▶ _Work to do_:
Revise the data below so that each "bounding boxes" becomes "rectangles", with every other part left unchanged. Leave the pictures out of your answer.

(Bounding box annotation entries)
════════

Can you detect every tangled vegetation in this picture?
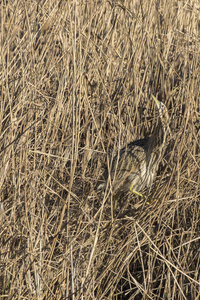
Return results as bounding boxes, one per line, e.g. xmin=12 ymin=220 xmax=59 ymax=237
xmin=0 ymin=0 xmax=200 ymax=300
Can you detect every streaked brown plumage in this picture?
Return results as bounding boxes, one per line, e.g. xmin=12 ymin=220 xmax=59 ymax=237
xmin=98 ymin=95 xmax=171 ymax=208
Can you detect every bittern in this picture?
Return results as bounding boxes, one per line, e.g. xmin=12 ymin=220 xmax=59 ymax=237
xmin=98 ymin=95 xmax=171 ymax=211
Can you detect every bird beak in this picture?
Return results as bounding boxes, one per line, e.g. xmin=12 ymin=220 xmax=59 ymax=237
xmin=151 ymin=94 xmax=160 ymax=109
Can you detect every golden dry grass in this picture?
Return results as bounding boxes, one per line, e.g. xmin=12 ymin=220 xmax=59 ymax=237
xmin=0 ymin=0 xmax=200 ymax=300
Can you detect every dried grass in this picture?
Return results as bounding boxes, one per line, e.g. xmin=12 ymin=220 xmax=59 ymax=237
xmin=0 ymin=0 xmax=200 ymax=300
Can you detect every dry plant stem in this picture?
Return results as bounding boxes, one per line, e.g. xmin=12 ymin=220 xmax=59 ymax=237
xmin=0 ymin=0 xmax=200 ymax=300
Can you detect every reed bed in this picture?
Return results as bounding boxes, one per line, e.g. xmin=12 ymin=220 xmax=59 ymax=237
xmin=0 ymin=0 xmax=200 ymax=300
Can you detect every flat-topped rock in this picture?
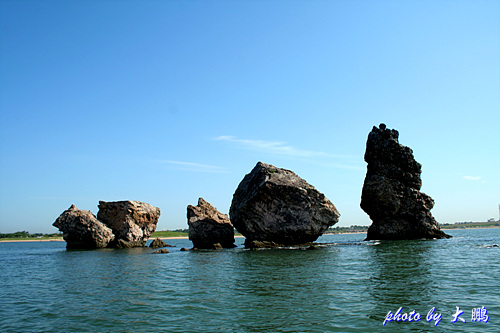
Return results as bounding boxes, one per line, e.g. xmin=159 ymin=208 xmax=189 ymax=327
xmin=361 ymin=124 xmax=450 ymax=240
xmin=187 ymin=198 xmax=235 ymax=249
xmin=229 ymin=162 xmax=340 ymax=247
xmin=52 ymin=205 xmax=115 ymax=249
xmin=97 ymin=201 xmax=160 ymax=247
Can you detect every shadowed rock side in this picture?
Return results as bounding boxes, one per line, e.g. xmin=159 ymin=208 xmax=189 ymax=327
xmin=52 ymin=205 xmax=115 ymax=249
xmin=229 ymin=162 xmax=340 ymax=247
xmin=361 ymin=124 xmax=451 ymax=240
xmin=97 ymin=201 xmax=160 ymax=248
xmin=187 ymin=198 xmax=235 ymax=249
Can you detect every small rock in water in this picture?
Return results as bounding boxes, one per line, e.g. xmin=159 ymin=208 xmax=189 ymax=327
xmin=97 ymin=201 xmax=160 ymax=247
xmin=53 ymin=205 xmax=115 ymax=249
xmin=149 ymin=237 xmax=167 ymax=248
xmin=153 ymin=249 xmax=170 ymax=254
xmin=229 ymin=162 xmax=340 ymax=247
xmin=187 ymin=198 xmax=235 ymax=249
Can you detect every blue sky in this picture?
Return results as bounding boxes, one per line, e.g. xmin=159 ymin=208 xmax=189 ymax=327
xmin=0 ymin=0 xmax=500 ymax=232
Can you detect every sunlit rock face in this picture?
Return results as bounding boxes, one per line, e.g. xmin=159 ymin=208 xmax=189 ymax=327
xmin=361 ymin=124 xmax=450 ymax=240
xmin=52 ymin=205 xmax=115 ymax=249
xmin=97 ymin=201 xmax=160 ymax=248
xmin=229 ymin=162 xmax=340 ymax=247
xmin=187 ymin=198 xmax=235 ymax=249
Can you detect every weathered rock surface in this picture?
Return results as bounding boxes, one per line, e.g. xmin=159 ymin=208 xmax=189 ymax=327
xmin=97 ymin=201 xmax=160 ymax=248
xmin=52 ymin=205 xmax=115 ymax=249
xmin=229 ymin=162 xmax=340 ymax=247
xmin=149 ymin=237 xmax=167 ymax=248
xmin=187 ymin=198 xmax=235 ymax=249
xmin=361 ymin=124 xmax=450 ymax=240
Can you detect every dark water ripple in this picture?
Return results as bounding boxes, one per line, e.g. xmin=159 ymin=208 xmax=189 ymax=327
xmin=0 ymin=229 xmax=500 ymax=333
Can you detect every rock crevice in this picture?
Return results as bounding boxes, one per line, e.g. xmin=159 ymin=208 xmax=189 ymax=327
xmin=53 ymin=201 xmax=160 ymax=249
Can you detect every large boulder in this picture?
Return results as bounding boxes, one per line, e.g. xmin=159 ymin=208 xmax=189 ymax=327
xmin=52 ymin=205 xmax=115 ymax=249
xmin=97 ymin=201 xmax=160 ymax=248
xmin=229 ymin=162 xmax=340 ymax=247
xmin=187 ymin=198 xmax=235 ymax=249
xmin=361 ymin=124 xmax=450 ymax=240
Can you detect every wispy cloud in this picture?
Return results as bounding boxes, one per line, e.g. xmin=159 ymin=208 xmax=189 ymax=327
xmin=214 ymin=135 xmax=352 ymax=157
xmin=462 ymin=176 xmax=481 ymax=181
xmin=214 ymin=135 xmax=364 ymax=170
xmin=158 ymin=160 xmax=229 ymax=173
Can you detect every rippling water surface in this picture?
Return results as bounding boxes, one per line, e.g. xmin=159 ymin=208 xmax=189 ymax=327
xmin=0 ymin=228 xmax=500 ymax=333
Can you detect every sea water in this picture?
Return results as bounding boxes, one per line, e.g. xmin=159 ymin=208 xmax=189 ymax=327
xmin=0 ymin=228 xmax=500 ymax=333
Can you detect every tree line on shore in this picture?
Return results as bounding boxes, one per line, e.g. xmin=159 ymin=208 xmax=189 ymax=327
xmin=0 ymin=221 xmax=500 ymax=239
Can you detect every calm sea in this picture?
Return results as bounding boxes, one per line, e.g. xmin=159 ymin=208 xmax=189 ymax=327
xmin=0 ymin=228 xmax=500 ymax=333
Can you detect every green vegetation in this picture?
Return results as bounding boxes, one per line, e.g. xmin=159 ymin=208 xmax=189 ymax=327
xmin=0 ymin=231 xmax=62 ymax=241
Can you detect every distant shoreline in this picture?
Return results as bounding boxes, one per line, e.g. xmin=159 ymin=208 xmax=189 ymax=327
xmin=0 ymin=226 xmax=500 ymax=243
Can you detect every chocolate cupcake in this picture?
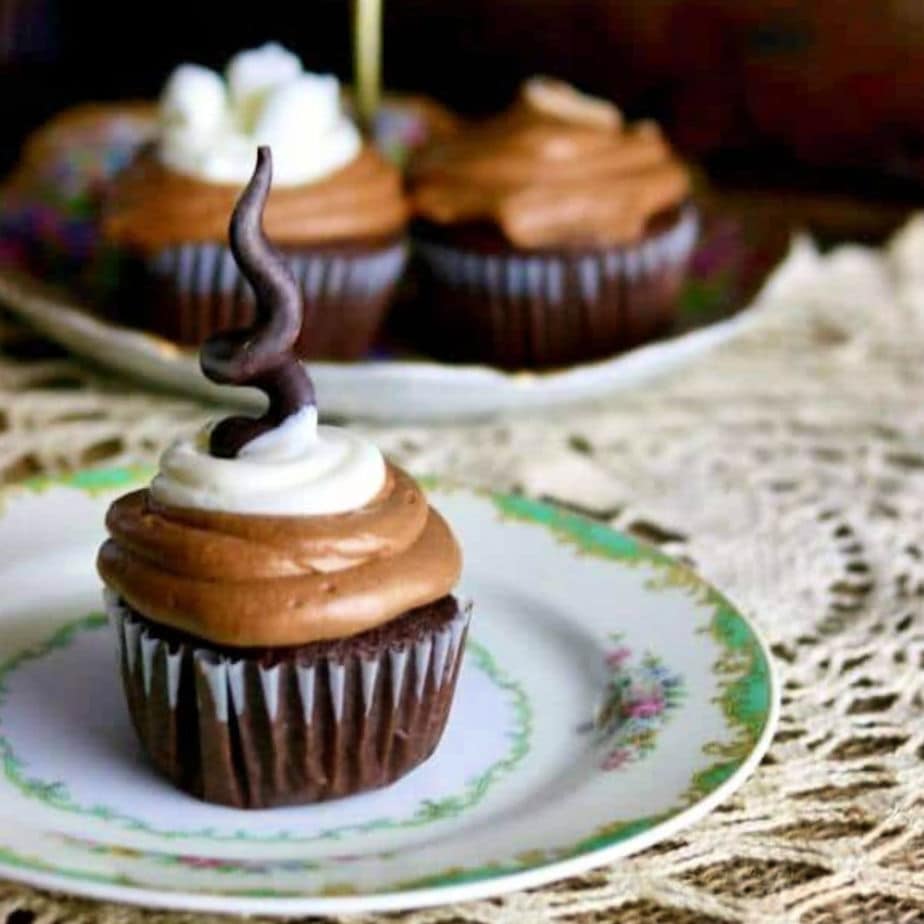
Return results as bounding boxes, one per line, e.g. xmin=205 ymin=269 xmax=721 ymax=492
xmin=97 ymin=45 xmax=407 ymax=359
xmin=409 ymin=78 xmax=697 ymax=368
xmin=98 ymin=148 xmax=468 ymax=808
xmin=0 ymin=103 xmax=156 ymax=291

════════

▶ _Answer to this problem_:
Can you detect every tangled vegetation in this picture?
Return results as rectangles, one per line, e.g. xmin=12 ymin=220 xmax=59 ymax=237
xmin=0 ymin=0 xmax=200 ymax=300
Can you detect every streaked brown plumage in this picture?
Return results as rectangles, one per line, e.g. xmin=12 ymin=220 xmax=59 ymax=237
xmin=98 ymin=95 xmax=171 ymax=208
Can you detect every bittern in this picture?
Return results as rectangles, one per line, e.g. xmin=12 ymin=220 xmax=59 ymax=237
xmin=98 ymin=95 xmax=171 ymax=211
Can you detect every bird beak in this picture?
Return results as rectangles, one per line, e.g. xmin=12 ymin=220 xmax=59 ymax=237
xmin=151 ymin=94 xmax=160 ymax=109
Can you detect every golden dry grass in this picture?
Return results as rectangles, one per line, e.g. xmin=12 ymin=220 xmax=59 ymax=237
xmin=0 ymin=0 xmax=200 ymax=300
Can you detect every dried grass in this picture?
Return results as rectangles, one per line, e.g. xmin=12 ymin=220 xmax=59 ymax=237
xmin=0 ymin=0 xmax=200 ymax=300
Can you detect every dry plant stem in this picture?
Return results as rectangles, one per line, e.g. xmin=12 ymin=220 xmax=59 ymax=237
xmin=0 ymin=0 xmax=200 ymax=300
Can you detect every reed bed in this picture?
Return results as rectangles, one per line, e.g. xmin=12 ymin=220 xmax=59 ymax=237
xmin=0 ymin=0 xmax=200 ymax=300
Can you detect every flat-topped rock in this picture?
Return results as rectangles, one per line, e.g. xmin=159 ymin=208 xmax=189 ymax=327
xmin=361 ymin=124 xmax=450 ymax=240
xmin=187 ymin=198 xmax=235 ymax=249
xmin=229 ymin=162 xmax=340 ymax=247
xmin=52 ymin=205 xmax=115 ymax=249
xmin=97 ymin=201 xmax=160 ymax=247
Can you detect every shadowed rock side in this picture?
Return results as rectangles, one per line, e.g. xmin=159 ymin=208 xmax=189 ymax=327
xmin=52 ymin=205 xmax=115 ymax=249
xmin=229 ymin=162 xmax=340 ymax=247
xmin=361 ymin=124 xmax=451 ymax=240
xmin=97 ymin=201 xmax=160 ymax=248
xmin=187 ymin=198 xmax=235 ymax=249
Can you detect every small rock in water in this picture?
Return results as rectangles, one per line, e.g. xmin=159 ymin=208 xmax=189 ymax=327
xmin=97 ymin=201 xmax=160 ymax=247
xmin=53 ymin=205 xmax=115 ymax=249
xmin=149 ymin=237 xmax=167 ymax=248
xmin=153 ymin=249 xmax=170 ymax=254
xmin=229 ymin=162 xmax=340 ymax=247
xmin=187 ymin=198 xmax=235 ymax=249
Can you detect every blue sky in this picture?
Return results as rectangles, one per line, e.g. xmin=159 ymin=208 xmax=189 ymax=327
xmin=0 ymin=0 xmax=500 ymax=232
Can you detect every sunlit rock face in this picture?
Return results as rectangles, one per line, e.g. xmin=159 ymin=208 xmax=189 ymax=327
xmin=361 ymin=124 xmax=450 ymax=240
xmin=52 ymin=205 xmax=115 ymax=249
xmin=97 ymin=201 xmax=160 ymax=248
xmin=229 ymin=162 xmax=340 ymax=247
xmin=187 ymin=198 xmax=235 ymax=249
Can you detect every weathered rock surface in this picture?
Return results as rectangles, one per line, e.g. xmin=159 ymin=208 xmax=189 ymax=327
xmin=97 ymin=201 xmax=160 ymax=248
xmin=52 ymin=205 xmax=115 ymax=249
xmin=229 ymin=162 xmax=340 ymax=247
xmin=149 ymin=237 xmax=167 ymax=248
xmin=187 ymin=198 xmax=235 ymax=249
xmin=361 ymin=124 xmax=450 ymax=240
Can you detect every dark water ripple in this picture?
Return results as rectangles, one per line, e.g. xmin=159 ymin=208 xmax=189 ymax=327
xmin=0 ymin=229 xmax=500 ymax=333
Can you detect every rock crevice in this picture?
Return results as rectangles, one per line, e.g. xmin=159 ymin=208 xmax=189 ymax=327
xmin=53 ymin=201 xmax=160 ymax=249
Can you detect every large boulder in this picture?
Return results as rectangles, one per line, e.g. xmin=159 ymin=208 xmax=189 ymax=327
xmin=52 ymin=205 xmax=115 ymax=249
xmin=97 ymin=201 xmax=160 ymax=248
xmin=229 ymin=162 xmax=340 ymax=247
xmin=187 ymin=198 xmax=235 ymax=249
xmin=361 ymin=124 xmax=450 ymax=240
Can you detect every wispy cloud in this picture?
Return results as rectangles, one per line, e.g. xmin=159 ymin=208 xmax=189 ymax=327
xmin=214 ymin=135 xmax=352 ymax=157
xmin=462 ymin=176 xmax=481 ymax=181
xmin=214 ymin=135 xmax=364 ymax=170
xmin=158 ymin=160 xmax=229 ymax=173
Can you detect every rippling water surface in this picture?
Return results as rectangles, one per line, e.g. xmin=159 ymin=208 xmax=189 ymax=327
xmin=0 ymin=228 xmax=500 ymax=333
Can you detect every sea water in this picture?
Return results as rectangles, one per line, e.g. xmin=159 ymin=208 xmax=189 ymax=327
xmin=0 ymin=228 xmax=500 ymax=333
Can you detect every tree line on shore in this picture?
Return results as rectangles, one per line, e.g. xmin=159 ymin=208 xmax=189 ymax=327
xmin=0 ymin=221 xmax=500 ymax=239
Can you detect every calm sea in this picture?
Return results as rectangles, one per line, e.g. xmin=159 ymin=208 xmax=189 ymax=327
xmin=0 ymin=228 xmax=500 ymax=333
Can you detect every green vegetation in this picture?
Return results as rectangles, one per line, e.g. xmin=159 ymin=208 xmax=189 ymax=327
xmin=0 ymin=231 xmax=62 ymax=241
Can you detect every distant shoreline in this picture?
Return results as rectangles, one per line, e.g. xmin=159 ymin=208 xmax=189 ymax=327
xmin=0 ymin=226 xmax=500 ymax=243
Can you detect every chocolate cupcake in this picture?
Return results as rectangles, one per line, e.g. xmin=205 ymin=269 xmax=721 ymax=492
xmin=97 ymin=45 xmax=407 ymax=359
xmin=409 ymin=78 xmax=697 ymax=368
xmin=98 ymin=148 xmax=468 ymax=808
xmin=0 ymin=103 xmax=156 ymax=291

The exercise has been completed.